▶ PROVIDED DATA
┄┄┄┄┄┄┄┄┄┄┄┄┄┄┄┄┄┄┄┄

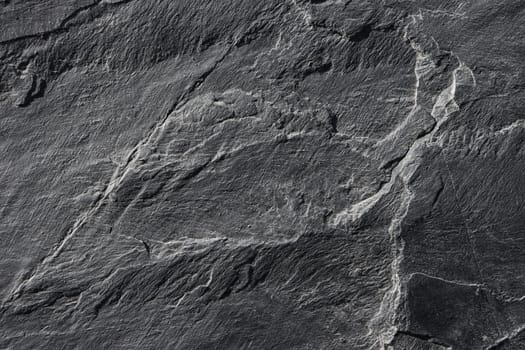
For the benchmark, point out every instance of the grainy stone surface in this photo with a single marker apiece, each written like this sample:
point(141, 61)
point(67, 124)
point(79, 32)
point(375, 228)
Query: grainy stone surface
point(270, 174)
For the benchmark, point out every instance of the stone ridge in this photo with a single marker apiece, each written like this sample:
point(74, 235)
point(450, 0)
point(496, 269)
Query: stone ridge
point(299, 174)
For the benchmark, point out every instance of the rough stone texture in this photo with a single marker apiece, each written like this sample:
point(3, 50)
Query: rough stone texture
point(237, 174)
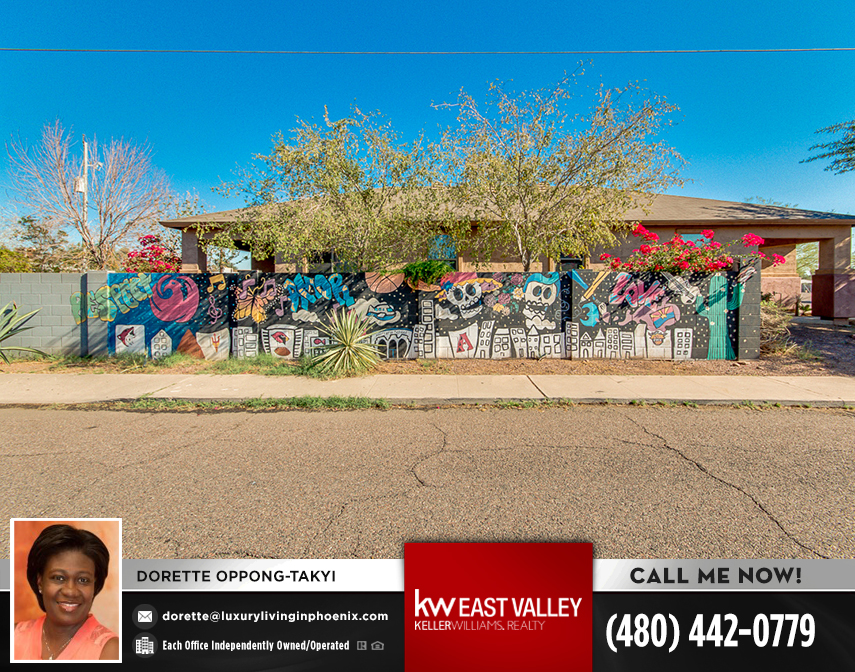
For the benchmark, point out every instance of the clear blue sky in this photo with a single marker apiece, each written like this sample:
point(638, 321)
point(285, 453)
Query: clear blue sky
point(745, 120)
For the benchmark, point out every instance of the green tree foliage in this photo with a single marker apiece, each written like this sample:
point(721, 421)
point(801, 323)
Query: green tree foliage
point(841, 151)
point(12, 261)
point(543, 181)
point(351, 186)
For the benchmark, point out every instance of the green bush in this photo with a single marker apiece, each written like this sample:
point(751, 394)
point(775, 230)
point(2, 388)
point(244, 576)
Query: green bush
point(11, 324)
point(350, 351)
point(427, 272)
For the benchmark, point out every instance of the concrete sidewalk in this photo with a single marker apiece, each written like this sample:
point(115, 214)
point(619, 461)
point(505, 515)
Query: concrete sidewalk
point(42, 388)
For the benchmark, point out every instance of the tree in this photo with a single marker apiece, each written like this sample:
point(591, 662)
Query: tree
point(351, 186)
point(841, 151)
point(12, 261)
point(46, 246)
point(542, 182)
point(127, 194)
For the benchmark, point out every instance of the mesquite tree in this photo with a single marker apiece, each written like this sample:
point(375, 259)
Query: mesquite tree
point(539, 180)
point(350, 186)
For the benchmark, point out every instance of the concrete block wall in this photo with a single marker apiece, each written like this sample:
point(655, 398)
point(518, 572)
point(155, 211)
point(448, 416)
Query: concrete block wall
point(55, 330)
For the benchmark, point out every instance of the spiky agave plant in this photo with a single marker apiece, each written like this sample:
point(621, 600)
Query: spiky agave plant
point(350, 351)
point(12, 324)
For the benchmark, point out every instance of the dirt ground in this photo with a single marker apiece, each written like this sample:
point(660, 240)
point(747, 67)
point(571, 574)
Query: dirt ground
point(825, 349)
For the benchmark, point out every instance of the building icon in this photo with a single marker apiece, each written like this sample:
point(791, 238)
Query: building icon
point(144, 645)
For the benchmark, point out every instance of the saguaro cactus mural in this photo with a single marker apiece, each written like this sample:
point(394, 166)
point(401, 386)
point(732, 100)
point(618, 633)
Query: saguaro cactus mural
point(715, 309)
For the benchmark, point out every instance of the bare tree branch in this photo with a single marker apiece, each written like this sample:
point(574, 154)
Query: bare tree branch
point(127, 194)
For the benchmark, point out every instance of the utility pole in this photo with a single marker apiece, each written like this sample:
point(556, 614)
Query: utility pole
point(81, 186)
point(85, 181)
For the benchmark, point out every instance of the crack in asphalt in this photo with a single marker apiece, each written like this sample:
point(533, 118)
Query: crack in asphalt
point(151, 460)
point(341, 509)
point(429, 456)
point(724, 482)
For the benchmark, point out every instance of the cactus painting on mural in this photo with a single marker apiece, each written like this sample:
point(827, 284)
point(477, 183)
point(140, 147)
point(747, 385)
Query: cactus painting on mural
point(715, 308)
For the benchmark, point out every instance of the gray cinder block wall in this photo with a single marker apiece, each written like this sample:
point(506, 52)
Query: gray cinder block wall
point(55, 329)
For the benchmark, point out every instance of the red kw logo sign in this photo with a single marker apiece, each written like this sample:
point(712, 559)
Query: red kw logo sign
point(498, 606)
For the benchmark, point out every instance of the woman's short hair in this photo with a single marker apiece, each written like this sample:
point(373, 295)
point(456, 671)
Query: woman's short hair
point(57, 539)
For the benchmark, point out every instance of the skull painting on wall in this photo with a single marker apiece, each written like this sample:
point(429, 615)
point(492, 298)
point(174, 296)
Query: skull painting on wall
point(540, 294)
point(466, 298)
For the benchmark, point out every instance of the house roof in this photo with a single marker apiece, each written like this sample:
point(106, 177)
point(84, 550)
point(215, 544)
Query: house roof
point(664, 208)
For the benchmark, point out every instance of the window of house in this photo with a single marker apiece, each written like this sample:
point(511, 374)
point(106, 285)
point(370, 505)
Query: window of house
point(570, 263)
point(443, 249)
point(327, 262)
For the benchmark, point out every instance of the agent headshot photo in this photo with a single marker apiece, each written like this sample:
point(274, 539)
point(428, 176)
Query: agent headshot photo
point(66, 569)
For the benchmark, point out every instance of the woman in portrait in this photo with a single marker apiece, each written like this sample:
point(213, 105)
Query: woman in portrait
point(66, 568)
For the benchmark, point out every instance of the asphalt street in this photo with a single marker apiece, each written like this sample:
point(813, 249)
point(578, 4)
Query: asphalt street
point(639, 482)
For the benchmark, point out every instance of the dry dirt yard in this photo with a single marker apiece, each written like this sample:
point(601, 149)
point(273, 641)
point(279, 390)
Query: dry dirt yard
point(823, 349)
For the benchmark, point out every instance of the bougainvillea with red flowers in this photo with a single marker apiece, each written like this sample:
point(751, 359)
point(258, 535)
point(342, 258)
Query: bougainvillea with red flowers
point(680, 256)
point(152, 257)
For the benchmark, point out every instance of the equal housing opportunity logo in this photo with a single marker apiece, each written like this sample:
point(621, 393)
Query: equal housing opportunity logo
point(498, 606)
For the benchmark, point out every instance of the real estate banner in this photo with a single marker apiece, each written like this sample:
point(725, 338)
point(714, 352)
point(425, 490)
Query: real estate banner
point(479, 606)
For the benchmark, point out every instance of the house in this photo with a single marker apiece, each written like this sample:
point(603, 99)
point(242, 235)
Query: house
point(781, 228)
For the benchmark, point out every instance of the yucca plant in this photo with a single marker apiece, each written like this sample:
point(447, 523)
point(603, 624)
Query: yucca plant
point(11, 324)
point(350, 351)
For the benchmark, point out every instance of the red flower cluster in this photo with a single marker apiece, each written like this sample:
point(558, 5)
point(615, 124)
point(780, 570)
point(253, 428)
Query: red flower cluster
point(153, 257)
point(684, 256)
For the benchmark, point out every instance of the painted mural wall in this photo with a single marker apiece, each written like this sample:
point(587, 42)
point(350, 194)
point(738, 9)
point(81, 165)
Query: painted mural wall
point(654, 316)
point(491, 316)
point(580, 314)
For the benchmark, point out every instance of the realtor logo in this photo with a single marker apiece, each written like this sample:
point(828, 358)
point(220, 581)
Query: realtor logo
point(498, 606)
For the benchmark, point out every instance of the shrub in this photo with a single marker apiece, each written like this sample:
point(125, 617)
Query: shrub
point(12, 324)
point(679, 256)
point(350, 351)
point(152, 257)
point(426, 272)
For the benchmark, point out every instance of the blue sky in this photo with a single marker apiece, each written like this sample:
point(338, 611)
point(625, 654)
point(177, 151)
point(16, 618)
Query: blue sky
point(745, 120)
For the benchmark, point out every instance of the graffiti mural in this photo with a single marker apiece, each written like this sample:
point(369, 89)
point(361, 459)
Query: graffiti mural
point(118, 296)
point(579, 314)
point(161, 313)
point(652, 316)
point(490, 316)
point(292, 306)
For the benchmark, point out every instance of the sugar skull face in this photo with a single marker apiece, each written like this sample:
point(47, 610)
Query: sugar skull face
point(466, 298)
point(540, 294)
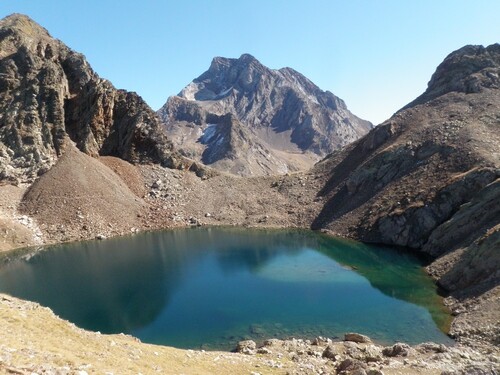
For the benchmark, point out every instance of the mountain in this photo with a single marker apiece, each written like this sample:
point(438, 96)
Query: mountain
point(428, 178)
point(286, 120)
point(50, 94)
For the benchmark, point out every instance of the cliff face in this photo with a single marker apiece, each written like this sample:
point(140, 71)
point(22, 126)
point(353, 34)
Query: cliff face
point(428, 178)
point(49, 93)
point(292, 120)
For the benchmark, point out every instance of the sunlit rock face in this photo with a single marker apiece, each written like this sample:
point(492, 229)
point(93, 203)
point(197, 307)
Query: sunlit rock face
point(49, 93)
point(281, 120)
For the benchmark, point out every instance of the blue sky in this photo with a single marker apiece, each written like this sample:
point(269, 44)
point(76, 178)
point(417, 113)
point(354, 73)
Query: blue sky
point(377, 55)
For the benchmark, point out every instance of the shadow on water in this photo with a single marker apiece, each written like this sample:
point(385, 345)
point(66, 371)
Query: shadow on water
point(156, 285)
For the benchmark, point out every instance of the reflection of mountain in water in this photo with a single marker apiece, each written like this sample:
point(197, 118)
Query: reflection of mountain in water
point(123, 284)
point(101, 286)
point(394, 272)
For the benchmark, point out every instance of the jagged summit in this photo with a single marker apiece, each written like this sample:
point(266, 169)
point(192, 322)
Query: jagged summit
point(282, 109)
point(49, 95)
point(466, 70)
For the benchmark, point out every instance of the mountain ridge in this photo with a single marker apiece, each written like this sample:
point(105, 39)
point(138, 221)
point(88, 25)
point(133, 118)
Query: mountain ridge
point(282, 109)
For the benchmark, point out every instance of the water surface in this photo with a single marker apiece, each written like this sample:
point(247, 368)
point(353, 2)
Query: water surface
point(211, 287)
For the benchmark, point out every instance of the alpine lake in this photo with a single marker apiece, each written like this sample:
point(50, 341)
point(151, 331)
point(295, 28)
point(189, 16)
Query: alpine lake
point(212, 287)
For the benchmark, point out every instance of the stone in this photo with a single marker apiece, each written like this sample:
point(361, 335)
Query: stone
point(59, 97)
point(330, 353)
point(246, 347)
point(349, 365)
point(397, 350)
point(226, 105)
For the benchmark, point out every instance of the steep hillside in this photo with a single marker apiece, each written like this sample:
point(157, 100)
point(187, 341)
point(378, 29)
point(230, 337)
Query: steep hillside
point(428, 178)
point(292, 121)
point(49, 93)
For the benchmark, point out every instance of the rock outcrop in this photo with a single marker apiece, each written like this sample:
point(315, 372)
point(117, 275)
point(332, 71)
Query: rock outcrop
point(49, 93)
point(286, 119)
point(428, 178)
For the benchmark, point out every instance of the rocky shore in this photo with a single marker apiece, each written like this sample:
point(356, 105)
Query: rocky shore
point(26, 348)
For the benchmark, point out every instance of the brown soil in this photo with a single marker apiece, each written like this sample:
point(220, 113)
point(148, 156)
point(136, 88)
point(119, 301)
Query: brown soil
point(80, 198)
point(26, 348)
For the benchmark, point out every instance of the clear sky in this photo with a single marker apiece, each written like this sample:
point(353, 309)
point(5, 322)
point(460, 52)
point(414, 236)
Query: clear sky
point(377, 55)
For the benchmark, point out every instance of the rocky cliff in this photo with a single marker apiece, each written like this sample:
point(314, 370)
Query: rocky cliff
point(49, 93)
point(291, 119)
point(428, 178)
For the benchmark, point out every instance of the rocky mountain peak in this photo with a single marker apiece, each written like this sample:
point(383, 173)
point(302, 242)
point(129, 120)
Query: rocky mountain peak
point(49, 95)
point(469, 69)
point(23, 24)
point(282, 109)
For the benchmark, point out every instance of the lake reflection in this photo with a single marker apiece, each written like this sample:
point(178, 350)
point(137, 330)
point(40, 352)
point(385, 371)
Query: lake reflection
point(212, 287)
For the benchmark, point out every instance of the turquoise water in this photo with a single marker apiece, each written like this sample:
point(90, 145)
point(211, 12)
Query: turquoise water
point(211, 287)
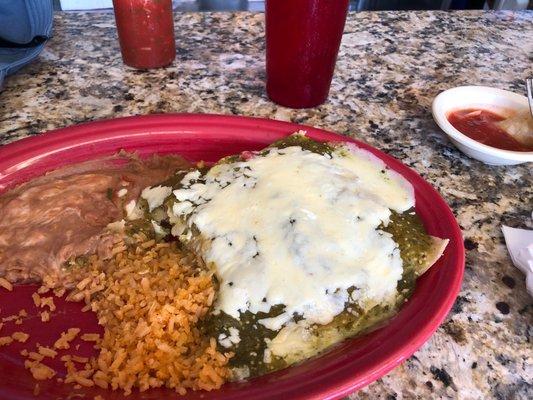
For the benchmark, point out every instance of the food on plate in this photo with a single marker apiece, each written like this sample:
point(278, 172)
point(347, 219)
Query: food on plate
point(52, 220)
point(230, 271)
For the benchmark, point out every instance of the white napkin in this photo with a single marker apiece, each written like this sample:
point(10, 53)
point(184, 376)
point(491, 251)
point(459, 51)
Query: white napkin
point(520, 245)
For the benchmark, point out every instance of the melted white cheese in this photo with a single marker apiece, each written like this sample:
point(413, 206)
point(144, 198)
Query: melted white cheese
point(296, 228)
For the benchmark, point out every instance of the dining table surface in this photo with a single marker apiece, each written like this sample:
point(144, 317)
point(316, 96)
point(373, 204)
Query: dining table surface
point(390, 67)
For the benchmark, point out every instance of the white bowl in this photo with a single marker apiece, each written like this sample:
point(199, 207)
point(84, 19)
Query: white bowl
point(487, 98)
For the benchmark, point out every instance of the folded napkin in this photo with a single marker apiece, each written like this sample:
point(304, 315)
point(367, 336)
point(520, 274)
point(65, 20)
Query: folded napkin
point(520, 245)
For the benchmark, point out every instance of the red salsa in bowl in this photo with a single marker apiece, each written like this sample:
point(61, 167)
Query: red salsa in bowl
point(482, 126)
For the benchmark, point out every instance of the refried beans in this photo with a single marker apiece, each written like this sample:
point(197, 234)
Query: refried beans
point(63, 215)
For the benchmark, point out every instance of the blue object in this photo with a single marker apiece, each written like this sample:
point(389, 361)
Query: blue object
point(25, 26)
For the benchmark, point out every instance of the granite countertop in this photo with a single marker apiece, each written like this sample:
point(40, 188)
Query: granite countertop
point(391, 65)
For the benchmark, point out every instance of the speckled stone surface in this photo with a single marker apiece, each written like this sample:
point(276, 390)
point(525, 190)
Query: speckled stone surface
point(390, 67)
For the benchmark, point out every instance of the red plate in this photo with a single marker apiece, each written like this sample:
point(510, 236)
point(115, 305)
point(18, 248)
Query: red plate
point(349, 366)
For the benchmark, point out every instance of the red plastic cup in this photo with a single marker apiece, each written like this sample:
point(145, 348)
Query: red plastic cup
point(302, 41)
point(145, 32)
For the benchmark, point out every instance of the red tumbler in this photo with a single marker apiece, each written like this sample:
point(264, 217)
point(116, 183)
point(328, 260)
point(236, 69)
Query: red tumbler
point(145, 32)
point(302, 41)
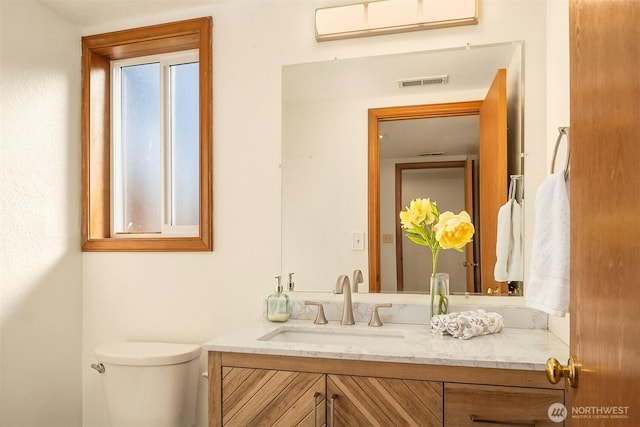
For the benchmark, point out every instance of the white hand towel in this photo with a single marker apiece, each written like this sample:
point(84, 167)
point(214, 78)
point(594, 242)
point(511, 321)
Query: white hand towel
point(548, 286)
point(508, 266)
point(469, 326)
point(439, 322)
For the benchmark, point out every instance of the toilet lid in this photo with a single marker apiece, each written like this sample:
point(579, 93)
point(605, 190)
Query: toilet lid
point(146, 353)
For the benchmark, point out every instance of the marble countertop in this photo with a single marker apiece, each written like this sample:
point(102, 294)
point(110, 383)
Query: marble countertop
point(513, 348)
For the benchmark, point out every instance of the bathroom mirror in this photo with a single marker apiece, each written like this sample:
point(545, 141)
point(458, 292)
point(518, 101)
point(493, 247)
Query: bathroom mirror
point(325, 172)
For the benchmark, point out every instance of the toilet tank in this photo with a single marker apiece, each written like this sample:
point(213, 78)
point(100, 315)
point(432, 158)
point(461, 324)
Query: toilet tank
point(149, 384)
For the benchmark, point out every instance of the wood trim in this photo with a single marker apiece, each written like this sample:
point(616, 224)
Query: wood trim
point(468, 205)
point(375, 116)
point(97, 52)
point(214, 387)
point(398, 206)
point(449, 374)
point(493, 182)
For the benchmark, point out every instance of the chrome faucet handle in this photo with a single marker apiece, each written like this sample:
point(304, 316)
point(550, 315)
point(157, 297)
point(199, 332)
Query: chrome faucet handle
point(357, 278)
point(375, 317)
point(320, 319)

┄┄┄┄┄┄┄┄┄┄┄┄┄┄┄┄┄┄┄┄

▶ REQUIRED WORK
Turn the lines above, from the line containing "For the benchmark, point out every instance of the wood" through the end of the records, into a Markdown table with the columns No. and Text, giving each line its own row number and leaving out any blank lines.

▶ FULL RESPONSE
| No. | Text |
|---|---|
| 1 | For the benchmark, point out every instance of the wood trim in this photo with a single marker apiece, each written like this sample: |
| 2 | point(616, 224) |
| 3 | Query: wood trim |
| 4 | point(468, 205) |
| 5 | point(375, 116) |
| 6 | point(97, 52) |
| 7 | point(214, 387) |
| 8 | point(398, 206) |
| 9 | point(449, 374) |
| 10 | point(493, 182) |
| 11 | For the benchmark, point out every instance of the chrome faucet handle in this photo with a single marker apiece, each written like this sample: |
| 12 | point(304, 316) |
| 13 | point(550, 315) |
| 14 | point(157, 297) |
| 15 | point(199, 332) |
| 16 | Query: chrome faucet handle |
| 17 | point(357, 278) |
| 18 | point(375, 317) |
| 19 | point(320, 319) |